:: Exercise directions ::
Once more, print the records exactly as given.

(Data entries)
********

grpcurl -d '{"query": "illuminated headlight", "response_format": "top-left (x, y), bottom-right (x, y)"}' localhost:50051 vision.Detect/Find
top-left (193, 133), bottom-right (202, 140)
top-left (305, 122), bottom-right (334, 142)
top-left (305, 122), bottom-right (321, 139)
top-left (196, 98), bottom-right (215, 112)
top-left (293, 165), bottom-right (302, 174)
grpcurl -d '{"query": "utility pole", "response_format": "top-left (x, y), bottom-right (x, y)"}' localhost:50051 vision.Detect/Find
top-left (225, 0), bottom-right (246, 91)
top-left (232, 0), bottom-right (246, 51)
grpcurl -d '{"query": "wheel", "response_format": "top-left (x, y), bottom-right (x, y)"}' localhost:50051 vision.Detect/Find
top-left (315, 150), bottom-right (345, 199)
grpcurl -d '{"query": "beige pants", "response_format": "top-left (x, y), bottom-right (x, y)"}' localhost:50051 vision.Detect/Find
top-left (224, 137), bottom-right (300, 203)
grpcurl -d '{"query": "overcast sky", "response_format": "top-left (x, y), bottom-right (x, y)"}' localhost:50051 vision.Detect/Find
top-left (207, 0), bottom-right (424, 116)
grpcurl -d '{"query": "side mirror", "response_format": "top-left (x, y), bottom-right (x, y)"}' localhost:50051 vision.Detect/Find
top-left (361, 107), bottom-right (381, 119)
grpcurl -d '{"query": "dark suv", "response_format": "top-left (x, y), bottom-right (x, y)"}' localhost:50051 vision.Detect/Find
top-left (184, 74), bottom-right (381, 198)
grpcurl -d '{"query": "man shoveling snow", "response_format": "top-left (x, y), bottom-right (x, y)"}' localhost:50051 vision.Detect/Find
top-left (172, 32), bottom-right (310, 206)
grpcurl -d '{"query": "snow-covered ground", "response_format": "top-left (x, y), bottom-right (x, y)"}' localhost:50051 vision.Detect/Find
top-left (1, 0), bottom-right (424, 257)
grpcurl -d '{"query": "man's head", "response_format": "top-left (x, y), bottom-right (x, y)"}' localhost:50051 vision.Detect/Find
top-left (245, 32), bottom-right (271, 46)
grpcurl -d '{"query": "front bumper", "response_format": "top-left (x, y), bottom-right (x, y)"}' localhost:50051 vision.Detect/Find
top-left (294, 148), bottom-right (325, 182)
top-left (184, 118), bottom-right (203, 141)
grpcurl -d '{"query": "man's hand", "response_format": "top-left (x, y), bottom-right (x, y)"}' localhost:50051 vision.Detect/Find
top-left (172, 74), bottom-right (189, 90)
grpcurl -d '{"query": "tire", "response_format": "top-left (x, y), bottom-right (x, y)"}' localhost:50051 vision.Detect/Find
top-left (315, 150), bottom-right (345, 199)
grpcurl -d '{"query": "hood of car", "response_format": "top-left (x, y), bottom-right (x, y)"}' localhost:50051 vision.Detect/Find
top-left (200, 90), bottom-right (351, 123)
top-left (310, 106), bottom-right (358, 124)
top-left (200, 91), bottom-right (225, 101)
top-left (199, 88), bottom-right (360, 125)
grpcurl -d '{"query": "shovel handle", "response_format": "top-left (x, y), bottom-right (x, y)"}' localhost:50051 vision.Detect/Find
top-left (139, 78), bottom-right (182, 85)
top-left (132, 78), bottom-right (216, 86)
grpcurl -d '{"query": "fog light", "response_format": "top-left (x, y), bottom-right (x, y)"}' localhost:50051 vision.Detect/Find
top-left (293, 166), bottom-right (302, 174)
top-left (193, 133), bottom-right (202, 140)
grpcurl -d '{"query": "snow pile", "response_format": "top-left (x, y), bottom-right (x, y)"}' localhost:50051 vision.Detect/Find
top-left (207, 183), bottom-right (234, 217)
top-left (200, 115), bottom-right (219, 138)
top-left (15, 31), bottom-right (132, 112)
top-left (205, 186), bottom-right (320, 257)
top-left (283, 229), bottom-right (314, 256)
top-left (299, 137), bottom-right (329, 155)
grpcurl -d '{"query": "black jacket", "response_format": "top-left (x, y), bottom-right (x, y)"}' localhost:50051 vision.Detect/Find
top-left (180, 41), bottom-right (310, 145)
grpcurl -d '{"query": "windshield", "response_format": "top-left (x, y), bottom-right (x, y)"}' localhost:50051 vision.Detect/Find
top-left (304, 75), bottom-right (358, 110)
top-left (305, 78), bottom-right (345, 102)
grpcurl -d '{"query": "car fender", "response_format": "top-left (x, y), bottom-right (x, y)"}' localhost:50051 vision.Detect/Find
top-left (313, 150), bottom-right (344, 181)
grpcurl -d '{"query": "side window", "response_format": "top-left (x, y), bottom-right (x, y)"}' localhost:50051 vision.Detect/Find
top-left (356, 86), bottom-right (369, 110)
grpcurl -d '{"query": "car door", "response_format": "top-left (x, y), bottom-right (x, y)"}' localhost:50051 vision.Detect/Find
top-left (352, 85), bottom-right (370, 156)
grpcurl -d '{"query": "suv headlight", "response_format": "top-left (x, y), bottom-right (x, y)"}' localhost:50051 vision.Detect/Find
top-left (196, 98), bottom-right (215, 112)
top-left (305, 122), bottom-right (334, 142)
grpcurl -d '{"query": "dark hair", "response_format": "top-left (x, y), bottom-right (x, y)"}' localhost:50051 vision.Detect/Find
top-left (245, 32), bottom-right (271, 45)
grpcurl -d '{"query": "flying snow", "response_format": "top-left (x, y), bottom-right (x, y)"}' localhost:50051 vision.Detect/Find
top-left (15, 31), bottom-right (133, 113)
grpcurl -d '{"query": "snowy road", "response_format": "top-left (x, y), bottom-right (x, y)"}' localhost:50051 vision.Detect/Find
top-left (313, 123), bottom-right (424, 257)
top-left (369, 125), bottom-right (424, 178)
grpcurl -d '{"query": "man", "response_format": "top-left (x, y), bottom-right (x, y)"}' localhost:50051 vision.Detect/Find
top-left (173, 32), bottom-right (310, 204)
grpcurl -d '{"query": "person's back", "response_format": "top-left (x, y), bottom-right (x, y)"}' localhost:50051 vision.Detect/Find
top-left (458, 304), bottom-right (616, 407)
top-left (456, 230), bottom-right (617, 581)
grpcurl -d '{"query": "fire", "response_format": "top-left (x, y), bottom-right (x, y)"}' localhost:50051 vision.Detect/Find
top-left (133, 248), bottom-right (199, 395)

********

:: Exercise solution ::
grpcurl -d '{"query": "illuminated headlight", "response_format": "top-left (x, y), bottom-right (x, y)"}' localhost:50051 vision.Detect/Find
top-left (193, 133), bottom-right (202, 140)
top-left (305, 122), bottom-right (334, 142)
top-left (305, 122), bottom-right (321, 139)
top-left (196, 98), bottom-right (215, 112)
top-left (293, 165), bottom-right (302, 174)
grpcurl -d '{"query": "utility pole", "response_format": "top-left (x, y), bottom-right (x, y)"}' localhost:50051 vision.Detect/Find
top-left (225, 0), bottom-right (246, 91)
top-left (232, 0), bottom-right (246, 51)
grpcurl -d '{"query": "wheel", "response_format": "top-left (x, y), bottom-right (x, y)"}' localhost:50051 vision.Detect/Find
top-left (315, 150), bottom-right (345, 199)
grpcurl -d '{"query": "beige pants", "response_format": "top-left (x, y), bottom-right (x, y)"}' localhost:50051 vision.Detect/Find
top-left (224, 137), bottom-right (300, 203)
grpcurl -d '{"query": "overcast sky", "response_format": "top-left (x, y), bottom-right (x, y)"}' localhost:50051 vision.Detect/Find
top-left (207, 0), bottom-right (424, 116)
grpcurl -d '{"query": "side mirror", "response_format": "top-left (x, y), bottom-right (x, y)"}' localhost:50051 vision.Detect/Find
top-left (361, 107), bottom-right (381, 119)
grpcurl -d '{"query": "dark suv", "response_format": "top-left (x, y), bottom-right (x, y)"}' localhost:50051 vision.Detect/Find
top-left (184, 74), bottom-right (381, 198)
grpcurl -d '{"query": "man shoveling snow", "response_format": "top-left (x, y), bottom-right (x, y)"}' localhost:50051 vision.Detect/Find
top-left (172, 32), bottom-right (310, 206)
grpcurl -d '{"query": "snow-covered ground", "response_format": "top-left (x, y), bottom-right (x, y)"}' localhost:50051 vision.Detect/Find
top-left (1, 0), bottom-right (424, 257)
grpcurl -d '{"query": "man's head", "response_format": "top-left (x, y), bottom-right (x, y)"}' localhost:50051 vision.Detect/Find
top-left (245, 32), bottom-right (271, 46)
grpcurl -d '{"query": "front bumper", "response_format": "top-left (x, y), bottom-right (x, y)"}' localhost:50051 vision.Detect/Find
top-left (294, 148), bottom-right (325, 182)
top-left (184, 118), bottom-right (203, 141)
grpcurl -d '{"query": "man's hand", "response_format": "top-left (x, y), bottom-right (x, y)"}' localhost:50051 vision.Detect/Find
top-left (172, 74), bottom-right (189, 90)
grpcurl -d '{"query": "tire", "response_format": "top-left (x, y), bottom-right (x, y)"}' localhost:50051 vision.Detect/Find
top-left (315, 150), bottom-right (345, 199)
grpcurl -d '{"query": "hood of car", "response_format": "top-left (x, y), bottom-right (x, y)"}' localhost:50051 vision.Detect/Find
top-left (200, 90), bottom-right (351, 123)
top-left (310, 106), bottom-right (358, 124)
top-left (200, 91), bottom-right (225, 101)
top-left (199, 88), bottom-right (360, 125)
grpcurl -d '{"query": "shovel handle", "response_format": "top-left (x, y), bottom-right (x, y)"}' localhost:50051 vision.Detect/Find
top-left (139, 78), bottom-right (182, 85)
top-left (132, 78), bottom-right (216, 86)
grpcurl -d '{"query": "fog light", "response_format": "top-left (x, y), bottom-right (x, y)"}' localhost:50051 vision.Detect/Find
top-left (293, 166), bottom-right (302, 174)
top-left (193, 133), bottom-right (202, 140)
grpcurl -d '{"query": "snow pile", "response_format": "top-left (x, y), bottom-right (x, y)"}' localhost:50051 vision.Detect/Find
top-left (207, 183), bottom-right (234, 217)
top-left (200, 115), bottom-right (219, 138)
top-left (15, 31), bottom-right (132, 112)
top-left (205, 186), bottom-right (320, 257)
top-left (283, 229), bottom-right (314, 256)
top-left (299, 137), bottom-right (329, 155)
grpcurl -d '{"query": "black jacket", "response_format": "top-left (x, y), bottom-right (x, y)"}' localhost:50051 vision.Detect/Find
top-left (180, 41), bottom-right (310, 145)
grpcurl -d '{"query": "windshield", "response_format": "top-left (x, y), bottom-right (x, y)"}' localhost:50051 vision.Detect/Find
top-left (304, 75), bottom-right (358, 110)
top-left (305, 78), bottom-right (345, 102)
grpcurl -d '{"query": "car fender", "response_format": "top-left (x, y), bottom-right (x, y)"}' localhost:50051 vision.Detect/Find
top-left (313, 150), bottom-right (344, 181)
grpcurl -d '{"query": "side window", "response_format": "top-left (x, y), bottom-right (x, y)"}' localhost:50051 vision.Detect/Find
top-left (356, 86), bottom-right (369, 110)
grpcurl -d '{"query": "car door", "response_format": "top-left (x, y), bottom-right (x, y)"}' localhost:50051 vision.Detect/Find
top-left (352, 85), bottom-right (370, 156)
grpcurl -d '{"query": "suv headlight", "response_format": "top-left (x, y), bottom-right (x, y)"}' localhost:50051 vision.Detect/Find
top-left (196, 98), bottom-right (215, 112)
top-left (305, 122), bottom-right (334, 142)
grpcurl -d '{"query": "dark hair", "response_format": "top-left (x, y), bottom-right (x, y)"}' localhost:50051 vision.Detect/Find
top-left (245, 32), bottom-right (271, 45)
grpcurl -d '{"query": "flying snow", "response_format": "top-left (x, y), bottom-right (x, y)"}' localhost:50051 vision.Detect/Find
top-left (15, 31), bottom-right (133, 113)
grpcurl -d '{"query": "snowy road", "response_format": "top-left (x, y), bottom-right (x, y)"}' localhost:50051 vision.Detect/Find
top-left (313, 123), bottom-right (424, 257)
top-left (369, 125), bottom-right (424, 178)
grpcurl -d '{"query": "man", "response_format": "top-left (x, y), bottom-right (x, y)"}' localhost:50051 vision.Detect/Find
top-left (173, 32), bottom-right (310, 204)
grpcurl -d '{"query": "person's back", "response_format": "top-left (x, y), bottom-right (x, y)"}' localhost:50051 vision.Detect/Find
top-left (458, 304), bottom-right (616, 407)
top-left (456, 230), bottom-right (617, 581)
grpcurl -d '{"query": "fire", "response_format": "top-left (x, y), bottom-right (x, y)"}' localhost:50051 vision.Detect/Find
top-left (133, 248), bottom-right (199, 395)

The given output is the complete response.